**题目要求**
根据下面关于字符串处理函数的网页节选,Oracle截取字符串时,位置从几开始计算?

**网页节选**
-------------------------
//at.alicdn.com/t/font_8d5l8fzk5b87iudi.css
顺子の杂货铺
生命不息,折腾不止,且行且珍惜~

06-字符串处理函数详解

DMIT VPS

字符串处理函数详解

字符串处理是SQL中最常用的操作之一,本篇涵盖截取、拼接、替换、转换等常见场景。

📊 支持情况

数据库SUBSTRCONCATTRIMREPLACESPLIT
MySQL
Oracle
ClickHouse
Hologres
MaxCompute
Hive

1. 字符串截取

SUBSTR / SUBSTRING

MySQL

-- 从位置开始截取(1开始)
SELECT SUBSTR('Hello World', 1, 5);  -- Hello
SELECT SUBSTRING('Hello World', 7);  -- World

-- 从右边开始
SELECT SUBSTR('Hello World', -5);    -- World

Oracle

-- Oracle从1开始
SELECT SUBSTR('Hello World', 1, 5) FROM dual;  -- Hello
SELECT SUBSTR('Hello World', 7) FROM dual;     -- World
SELECT SUBSTR('Hello World', -5) FROM dual;    -- World

ClickHouse

SELECT substr('Hello World', 1, 5);  -- Hello
SELECT substring('Hello World', 7);  -- World

Hive / MaxCompute / Hologres

SELECT substr('Hello World', 1, 5);  -- Hello
SELECT substring('Hello World', 7);  -- World

LEFT / RIGHT

-- MySQL / Hive / MaxCompute / Hologres
SELECT LEFT('Hello World', 5);   -- Hello
SELECT RIGHT('Hello World', 5);  -- World

-- Oracle
SELECT SUBSTR('Hello World', 1, 5) FROM dual;
SELECT SUBSTR('Hello World', -5) FROM dual;

MID / CHARINDEX(Oracle)
-------------------------
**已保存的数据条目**
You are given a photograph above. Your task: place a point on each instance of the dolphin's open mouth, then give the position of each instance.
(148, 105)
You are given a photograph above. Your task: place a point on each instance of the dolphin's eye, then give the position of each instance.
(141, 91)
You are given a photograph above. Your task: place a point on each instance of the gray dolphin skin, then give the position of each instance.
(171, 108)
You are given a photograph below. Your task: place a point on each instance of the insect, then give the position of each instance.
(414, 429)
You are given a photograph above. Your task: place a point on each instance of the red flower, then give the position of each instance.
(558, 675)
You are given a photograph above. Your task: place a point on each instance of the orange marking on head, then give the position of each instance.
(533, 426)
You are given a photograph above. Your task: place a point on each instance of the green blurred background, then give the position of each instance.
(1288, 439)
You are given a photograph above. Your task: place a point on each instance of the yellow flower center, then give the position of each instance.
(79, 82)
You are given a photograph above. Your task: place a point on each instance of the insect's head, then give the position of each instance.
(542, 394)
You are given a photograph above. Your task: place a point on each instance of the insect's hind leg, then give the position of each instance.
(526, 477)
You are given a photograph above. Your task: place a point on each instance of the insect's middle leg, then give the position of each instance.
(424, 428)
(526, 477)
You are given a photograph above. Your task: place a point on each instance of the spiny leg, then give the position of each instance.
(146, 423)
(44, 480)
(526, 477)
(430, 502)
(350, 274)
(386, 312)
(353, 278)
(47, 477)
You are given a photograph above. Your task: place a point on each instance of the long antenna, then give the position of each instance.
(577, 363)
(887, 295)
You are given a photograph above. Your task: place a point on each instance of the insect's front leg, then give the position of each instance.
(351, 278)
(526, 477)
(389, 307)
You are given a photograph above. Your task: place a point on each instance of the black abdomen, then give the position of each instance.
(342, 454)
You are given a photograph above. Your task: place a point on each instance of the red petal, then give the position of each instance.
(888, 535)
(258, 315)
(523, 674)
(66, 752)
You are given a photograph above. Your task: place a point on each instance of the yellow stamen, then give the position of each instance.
-------------------------
**参考回答**
从1开始。